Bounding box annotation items
---

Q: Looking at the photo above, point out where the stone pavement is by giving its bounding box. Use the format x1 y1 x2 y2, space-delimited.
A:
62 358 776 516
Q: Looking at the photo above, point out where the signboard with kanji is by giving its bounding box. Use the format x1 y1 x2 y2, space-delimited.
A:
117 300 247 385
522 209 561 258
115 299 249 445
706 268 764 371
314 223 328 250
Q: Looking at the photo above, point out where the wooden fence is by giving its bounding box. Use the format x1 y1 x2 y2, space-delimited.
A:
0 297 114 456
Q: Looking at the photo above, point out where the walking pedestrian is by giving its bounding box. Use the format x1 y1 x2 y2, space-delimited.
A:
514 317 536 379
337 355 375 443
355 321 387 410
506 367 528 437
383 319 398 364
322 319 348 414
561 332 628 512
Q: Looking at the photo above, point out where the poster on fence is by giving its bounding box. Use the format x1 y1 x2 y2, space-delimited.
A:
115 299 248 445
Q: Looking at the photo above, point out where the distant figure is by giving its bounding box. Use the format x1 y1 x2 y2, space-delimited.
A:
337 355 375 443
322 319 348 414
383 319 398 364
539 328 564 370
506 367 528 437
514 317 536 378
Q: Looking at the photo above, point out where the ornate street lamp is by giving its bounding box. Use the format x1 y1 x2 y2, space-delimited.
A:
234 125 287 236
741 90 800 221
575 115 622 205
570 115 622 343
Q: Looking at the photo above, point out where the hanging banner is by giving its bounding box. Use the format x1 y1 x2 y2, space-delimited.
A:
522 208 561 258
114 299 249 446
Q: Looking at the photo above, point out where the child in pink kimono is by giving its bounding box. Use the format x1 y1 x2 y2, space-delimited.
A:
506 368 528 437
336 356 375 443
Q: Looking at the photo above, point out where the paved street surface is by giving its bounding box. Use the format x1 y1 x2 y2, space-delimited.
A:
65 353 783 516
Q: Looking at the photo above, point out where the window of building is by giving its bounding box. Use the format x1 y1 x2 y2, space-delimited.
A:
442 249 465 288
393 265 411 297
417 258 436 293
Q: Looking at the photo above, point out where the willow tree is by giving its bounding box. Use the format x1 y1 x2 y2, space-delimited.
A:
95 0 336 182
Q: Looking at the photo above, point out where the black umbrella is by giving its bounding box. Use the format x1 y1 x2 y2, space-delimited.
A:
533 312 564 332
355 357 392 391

---

What needs to be done — Can you set out every line of the items above as a Markdown table with the columns "No." and "Line", numbering the rows and leaving out any blank lines?

In response —
| No. | Line |
|---|---|
| 1 | Q: Looking at the photo above, point out where the stone pavement is by giving its bounding box. Use the format x1 y1 x2 y2, space-delimited. |
| 2 | A: |
| 3 | 62 358 776 516 |
| 4 | Q: Looking at the photo above, point out where the signboard with kanji is by giving its bounding box. Use the format x1 y1 x2 y2, space-delimited. |
| 5 | A: |
| 6 | 117 300 247 385 |
| 7 | 522 209 561 258 |
| 8 | 115 299 249 445 |
| 9 | 706 268 764 371 |
| 10 | 314 223 328 250 |
| 11 | Q: Looking at the photo above, point out where the wooden fence is by giving its bounding box. Use the format x1 y1 x2 y2, space-delimited. |
| 12 | A: |
| 13 | 0 297 114 456 |
| 14 | Q: Looking at the photo above, point out where the walking pedestrian is by giving its bounding box. Use the format x1 y1 x2 y2, space-delimited. |
| 15 | A: |
| 16 | 514 317 536 379 |
| 17 | 337 355 375 443 |
| 18 | 355 321 387 410 |
| 19 | 506 367 528 437 |
| 20 | 383 319 398 364 |
| 21 | 322 319 348 414 |
| 22 | 561 332 628 512 |
| 23 | Q: Looking at the photo above, point out where the poster on fence is by giving its bounding box. Use the format x1 y1 x2 y2, space-delimited. |
| 24 | A: |
| 25 | 115 299 248 445 |
| 26 | Q: Looking at the photo above, point out where the distant figure is by giving its bounding box. Use the format x1 y1 x2 y2, space-delimited. |
| 27 | A: |
| 28 | 337 355 375 443 |
| 29 | 322 319 348 414 |
| 30 | 383 319 398 364 |
| 31 | 539 328 564 370 |
| 32 | 506 367 528 437 |
| 33 | 514 317 536 378 |
| 34 | Q: Looking at the photo above, point out where the ornate street lamp is by giving its bounding box. Use the format x1 y1 x2 y2, space-delimited. |
| 35 | A: |
| 36 | 234 125 287 236 |
| 37 | 741 90 800 221 |
| 38 | 575 115 622 205 |
| 39 | 570 115 622 343 |
| 40 | Q: Looking at the photo above, point out where the hanging banner is by giving its bounding box. Use the format x1 y1 x2 y2, space-delimited. |
| 41 | A: |
| 42 | 522 208 561 258 |
| 43 | 114 299 249 446 |
| 44 | Q: Looking at the photo above, point out where the child in pink kimono is by giving its bounding box. Use the format x1 y1 x2 y2, space-delimited. |
| 45 | A: |
| 46 | 506 368 528 437 |
| 47 | 336 356 375 443 |
| 48 | Q: Looking at the photo above, point out where the paved street surface is by giving its bounding box. Use the format x1 y1 x2 y2, space-delimited. |
| 49 | A: |
| 50 | 65 353 783 516 |
| 51 | Q: Looking at the photo above, point out where the window of building is by giving its bounding box. Use the format x1 y1 x2 y2, space-delimited. |
| 52 | A: |
| 53 | 442 249 465 288 |
| 54 | 393 265 411 297 |
| 55 | 417 258 436 293 |
| 56 | Q: Looking at the photo above, point out where the willow tree is by giving its bounding box. Use the format x1 y1 x2 y2, space-delimited. |
| 57 | A: |
| 58 | 95 0 336 182 |
| 59 | Q: Looking at the photo above, point out where the black umbrella is by giving its bounding box. Use the format x1 y1 x2 y2, space-delimited. |
| 60 | A: |
| 61 | 533 312 564 332 |
| 62 | 355 357 392 391 |